**Prompt**
From the line containing "column 134, row 516" down to the final line of the entries below, restate each line word for word and add nothing.

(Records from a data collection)
□ □ □

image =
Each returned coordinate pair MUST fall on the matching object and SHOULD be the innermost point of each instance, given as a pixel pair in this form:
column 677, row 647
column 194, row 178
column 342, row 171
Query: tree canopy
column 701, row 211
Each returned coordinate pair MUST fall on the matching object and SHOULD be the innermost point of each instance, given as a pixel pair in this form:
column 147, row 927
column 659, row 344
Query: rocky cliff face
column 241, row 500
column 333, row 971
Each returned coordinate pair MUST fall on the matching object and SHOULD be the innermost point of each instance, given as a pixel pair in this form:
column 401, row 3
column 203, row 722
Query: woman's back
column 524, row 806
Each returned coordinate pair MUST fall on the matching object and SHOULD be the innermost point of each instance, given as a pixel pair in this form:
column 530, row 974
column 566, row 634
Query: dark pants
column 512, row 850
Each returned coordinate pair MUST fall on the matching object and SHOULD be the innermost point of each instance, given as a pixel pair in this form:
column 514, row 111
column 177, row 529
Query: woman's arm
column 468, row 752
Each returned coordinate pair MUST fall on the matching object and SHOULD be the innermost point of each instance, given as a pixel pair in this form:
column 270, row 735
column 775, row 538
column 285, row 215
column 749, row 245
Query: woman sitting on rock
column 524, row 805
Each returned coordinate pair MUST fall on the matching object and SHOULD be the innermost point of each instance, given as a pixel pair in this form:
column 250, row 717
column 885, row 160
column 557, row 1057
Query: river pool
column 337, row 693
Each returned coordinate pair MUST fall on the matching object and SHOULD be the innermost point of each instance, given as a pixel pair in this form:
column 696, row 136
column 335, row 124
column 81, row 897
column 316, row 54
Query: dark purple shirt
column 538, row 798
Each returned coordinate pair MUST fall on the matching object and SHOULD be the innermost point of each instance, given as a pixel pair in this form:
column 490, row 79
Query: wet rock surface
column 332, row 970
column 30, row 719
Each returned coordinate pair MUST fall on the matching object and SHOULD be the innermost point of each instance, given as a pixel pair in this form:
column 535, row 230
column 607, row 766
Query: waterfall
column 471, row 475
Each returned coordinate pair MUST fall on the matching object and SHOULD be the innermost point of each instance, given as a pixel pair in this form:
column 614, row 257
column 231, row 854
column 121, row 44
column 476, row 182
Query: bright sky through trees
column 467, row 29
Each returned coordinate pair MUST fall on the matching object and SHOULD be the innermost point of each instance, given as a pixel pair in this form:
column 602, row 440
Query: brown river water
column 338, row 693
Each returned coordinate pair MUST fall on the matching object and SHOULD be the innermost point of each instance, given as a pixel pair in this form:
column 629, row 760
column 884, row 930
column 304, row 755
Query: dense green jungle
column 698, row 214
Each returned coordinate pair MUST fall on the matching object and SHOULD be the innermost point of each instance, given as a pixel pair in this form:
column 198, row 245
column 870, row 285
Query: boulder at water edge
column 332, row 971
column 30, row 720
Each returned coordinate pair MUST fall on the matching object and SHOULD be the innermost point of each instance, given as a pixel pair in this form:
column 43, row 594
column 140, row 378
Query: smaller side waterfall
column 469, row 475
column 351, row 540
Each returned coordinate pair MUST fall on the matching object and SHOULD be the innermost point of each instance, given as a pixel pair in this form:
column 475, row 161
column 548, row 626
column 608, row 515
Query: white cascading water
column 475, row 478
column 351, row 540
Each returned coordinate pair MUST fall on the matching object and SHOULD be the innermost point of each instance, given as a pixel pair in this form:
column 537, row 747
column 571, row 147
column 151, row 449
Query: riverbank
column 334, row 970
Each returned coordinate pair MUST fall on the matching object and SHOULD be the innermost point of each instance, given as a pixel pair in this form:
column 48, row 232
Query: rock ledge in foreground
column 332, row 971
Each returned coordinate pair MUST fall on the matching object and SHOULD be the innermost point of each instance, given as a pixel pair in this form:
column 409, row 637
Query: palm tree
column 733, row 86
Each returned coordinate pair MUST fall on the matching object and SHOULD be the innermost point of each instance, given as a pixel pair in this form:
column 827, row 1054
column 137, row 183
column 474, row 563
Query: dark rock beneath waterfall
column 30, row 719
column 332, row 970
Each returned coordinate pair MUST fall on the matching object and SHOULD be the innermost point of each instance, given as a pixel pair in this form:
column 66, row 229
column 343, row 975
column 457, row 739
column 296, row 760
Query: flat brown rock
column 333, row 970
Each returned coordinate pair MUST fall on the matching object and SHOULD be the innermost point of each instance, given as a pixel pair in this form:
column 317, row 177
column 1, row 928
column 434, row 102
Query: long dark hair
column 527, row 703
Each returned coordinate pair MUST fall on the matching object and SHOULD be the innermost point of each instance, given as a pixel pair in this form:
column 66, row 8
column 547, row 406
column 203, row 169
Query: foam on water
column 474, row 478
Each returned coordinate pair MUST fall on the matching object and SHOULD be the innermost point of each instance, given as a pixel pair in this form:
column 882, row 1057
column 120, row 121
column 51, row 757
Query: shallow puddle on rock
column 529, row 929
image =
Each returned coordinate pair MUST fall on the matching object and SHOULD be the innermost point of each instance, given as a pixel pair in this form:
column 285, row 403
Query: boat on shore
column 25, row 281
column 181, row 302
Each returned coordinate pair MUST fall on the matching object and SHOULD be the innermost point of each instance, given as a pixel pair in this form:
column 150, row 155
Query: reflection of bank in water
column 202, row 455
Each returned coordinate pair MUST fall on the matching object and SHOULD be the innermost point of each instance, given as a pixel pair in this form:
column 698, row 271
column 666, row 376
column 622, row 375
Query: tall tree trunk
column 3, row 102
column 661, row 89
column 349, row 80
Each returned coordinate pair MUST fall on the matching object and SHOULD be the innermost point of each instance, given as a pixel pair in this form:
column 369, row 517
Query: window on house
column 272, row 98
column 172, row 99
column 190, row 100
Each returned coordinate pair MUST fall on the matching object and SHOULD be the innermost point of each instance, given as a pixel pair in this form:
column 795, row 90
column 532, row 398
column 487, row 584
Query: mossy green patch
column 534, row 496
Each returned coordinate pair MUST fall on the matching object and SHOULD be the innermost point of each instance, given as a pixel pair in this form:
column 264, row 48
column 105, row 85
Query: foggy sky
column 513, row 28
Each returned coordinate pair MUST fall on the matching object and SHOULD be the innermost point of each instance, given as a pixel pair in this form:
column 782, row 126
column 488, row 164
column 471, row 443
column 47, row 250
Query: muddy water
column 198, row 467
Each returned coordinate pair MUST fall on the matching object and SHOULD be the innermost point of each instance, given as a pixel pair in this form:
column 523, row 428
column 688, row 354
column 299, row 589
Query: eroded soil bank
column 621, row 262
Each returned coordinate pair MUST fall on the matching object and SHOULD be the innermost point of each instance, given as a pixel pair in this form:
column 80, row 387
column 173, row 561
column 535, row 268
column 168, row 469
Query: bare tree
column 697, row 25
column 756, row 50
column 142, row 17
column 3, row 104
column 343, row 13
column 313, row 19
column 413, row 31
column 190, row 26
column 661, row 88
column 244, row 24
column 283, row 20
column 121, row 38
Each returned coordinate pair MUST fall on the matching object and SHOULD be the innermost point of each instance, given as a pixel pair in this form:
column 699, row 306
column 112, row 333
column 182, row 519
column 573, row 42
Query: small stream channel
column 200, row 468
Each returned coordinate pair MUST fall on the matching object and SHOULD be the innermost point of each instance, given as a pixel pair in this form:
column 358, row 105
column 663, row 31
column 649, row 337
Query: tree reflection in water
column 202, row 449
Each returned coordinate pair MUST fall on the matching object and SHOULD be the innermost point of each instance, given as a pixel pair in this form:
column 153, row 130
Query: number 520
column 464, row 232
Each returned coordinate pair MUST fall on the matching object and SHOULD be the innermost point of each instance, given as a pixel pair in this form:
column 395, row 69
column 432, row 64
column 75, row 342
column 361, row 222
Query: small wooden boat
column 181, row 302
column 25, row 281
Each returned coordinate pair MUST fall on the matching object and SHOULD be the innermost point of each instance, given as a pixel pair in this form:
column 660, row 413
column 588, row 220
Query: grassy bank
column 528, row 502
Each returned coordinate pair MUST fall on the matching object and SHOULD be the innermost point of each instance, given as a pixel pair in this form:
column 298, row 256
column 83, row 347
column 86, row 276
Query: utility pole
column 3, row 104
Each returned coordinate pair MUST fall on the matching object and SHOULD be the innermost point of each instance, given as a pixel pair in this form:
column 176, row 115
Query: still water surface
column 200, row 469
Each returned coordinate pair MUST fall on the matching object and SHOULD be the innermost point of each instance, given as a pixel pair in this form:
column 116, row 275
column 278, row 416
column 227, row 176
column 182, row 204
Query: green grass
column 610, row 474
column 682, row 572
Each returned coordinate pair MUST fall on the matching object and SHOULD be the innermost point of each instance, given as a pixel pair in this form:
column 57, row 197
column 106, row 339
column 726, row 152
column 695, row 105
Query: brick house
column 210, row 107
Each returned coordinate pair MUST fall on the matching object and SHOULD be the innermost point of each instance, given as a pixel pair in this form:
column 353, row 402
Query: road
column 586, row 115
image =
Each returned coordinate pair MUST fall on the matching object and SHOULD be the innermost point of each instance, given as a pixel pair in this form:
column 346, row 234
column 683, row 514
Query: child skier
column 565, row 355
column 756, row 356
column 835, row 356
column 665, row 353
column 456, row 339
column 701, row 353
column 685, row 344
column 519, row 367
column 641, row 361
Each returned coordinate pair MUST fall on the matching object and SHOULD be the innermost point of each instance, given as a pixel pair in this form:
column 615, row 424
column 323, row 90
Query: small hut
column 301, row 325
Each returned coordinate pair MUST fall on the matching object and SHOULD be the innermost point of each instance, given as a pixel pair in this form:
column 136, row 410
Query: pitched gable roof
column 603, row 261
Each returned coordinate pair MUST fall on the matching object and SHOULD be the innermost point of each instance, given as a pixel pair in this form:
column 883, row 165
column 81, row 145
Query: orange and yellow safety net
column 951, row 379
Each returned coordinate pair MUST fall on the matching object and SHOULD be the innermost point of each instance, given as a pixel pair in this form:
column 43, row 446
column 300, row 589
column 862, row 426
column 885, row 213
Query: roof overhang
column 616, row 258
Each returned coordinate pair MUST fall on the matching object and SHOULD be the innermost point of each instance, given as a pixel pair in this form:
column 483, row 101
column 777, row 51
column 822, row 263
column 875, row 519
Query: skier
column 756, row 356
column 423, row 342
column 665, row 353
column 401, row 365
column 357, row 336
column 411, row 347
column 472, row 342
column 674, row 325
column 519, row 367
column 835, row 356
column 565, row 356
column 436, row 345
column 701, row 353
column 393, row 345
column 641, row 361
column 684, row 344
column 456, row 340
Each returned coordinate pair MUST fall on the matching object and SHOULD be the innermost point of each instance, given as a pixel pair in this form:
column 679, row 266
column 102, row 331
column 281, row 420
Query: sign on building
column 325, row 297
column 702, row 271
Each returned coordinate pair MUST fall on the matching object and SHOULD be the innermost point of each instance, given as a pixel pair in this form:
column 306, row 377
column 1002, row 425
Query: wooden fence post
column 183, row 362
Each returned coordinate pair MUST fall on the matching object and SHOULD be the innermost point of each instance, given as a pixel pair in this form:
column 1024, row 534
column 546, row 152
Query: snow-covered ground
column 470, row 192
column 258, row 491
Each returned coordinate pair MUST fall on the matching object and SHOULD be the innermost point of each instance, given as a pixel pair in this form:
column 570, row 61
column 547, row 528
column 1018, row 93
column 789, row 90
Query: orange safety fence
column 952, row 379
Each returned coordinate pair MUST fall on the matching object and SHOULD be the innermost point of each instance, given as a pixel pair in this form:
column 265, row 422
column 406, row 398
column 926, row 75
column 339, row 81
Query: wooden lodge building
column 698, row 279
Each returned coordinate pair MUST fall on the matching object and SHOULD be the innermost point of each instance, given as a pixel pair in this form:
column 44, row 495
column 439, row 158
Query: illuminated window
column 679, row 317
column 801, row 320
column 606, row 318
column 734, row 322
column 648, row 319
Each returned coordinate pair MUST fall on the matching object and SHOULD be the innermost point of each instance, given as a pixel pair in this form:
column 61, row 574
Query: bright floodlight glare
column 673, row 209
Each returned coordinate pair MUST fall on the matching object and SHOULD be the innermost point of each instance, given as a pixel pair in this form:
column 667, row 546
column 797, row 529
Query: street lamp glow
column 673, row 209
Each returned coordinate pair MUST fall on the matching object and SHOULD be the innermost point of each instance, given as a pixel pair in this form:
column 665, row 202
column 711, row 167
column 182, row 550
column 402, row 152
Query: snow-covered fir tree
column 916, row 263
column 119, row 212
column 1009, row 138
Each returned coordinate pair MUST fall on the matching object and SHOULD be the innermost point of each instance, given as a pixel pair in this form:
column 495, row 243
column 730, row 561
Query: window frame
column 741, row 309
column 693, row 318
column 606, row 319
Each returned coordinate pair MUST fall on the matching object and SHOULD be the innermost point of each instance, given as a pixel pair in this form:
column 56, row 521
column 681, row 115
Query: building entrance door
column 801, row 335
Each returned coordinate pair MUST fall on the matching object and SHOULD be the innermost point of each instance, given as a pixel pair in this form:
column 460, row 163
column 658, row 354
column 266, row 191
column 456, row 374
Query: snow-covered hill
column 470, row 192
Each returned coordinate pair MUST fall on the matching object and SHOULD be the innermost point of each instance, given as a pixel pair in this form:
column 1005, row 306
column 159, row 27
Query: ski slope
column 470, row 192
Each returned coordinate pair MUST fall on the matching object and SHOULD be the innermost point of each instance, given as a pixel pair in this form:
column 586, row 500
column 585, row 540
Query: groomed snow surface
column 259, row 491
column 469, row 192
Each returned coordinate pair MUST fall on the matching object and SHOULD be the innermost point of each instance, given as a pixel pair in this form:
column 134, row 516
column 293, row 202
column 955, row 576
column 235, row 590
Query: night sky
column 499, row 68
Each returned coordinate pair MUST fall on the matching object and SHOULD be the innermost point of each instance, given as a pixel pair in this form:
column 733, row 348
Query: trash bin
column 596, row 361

□ □ □

**Output for this task**
column 134, row 516
column 293, row 202
column 955, row 576
column 235, row 590
Query: night sky
column 499, row 68
Each returned coordinate pair MUST fall on the matching object and SHOULD be the innermost point of each instance, given as a pixel pair in this form:
column 733, row 348
Query: trash bin
column 596, row 361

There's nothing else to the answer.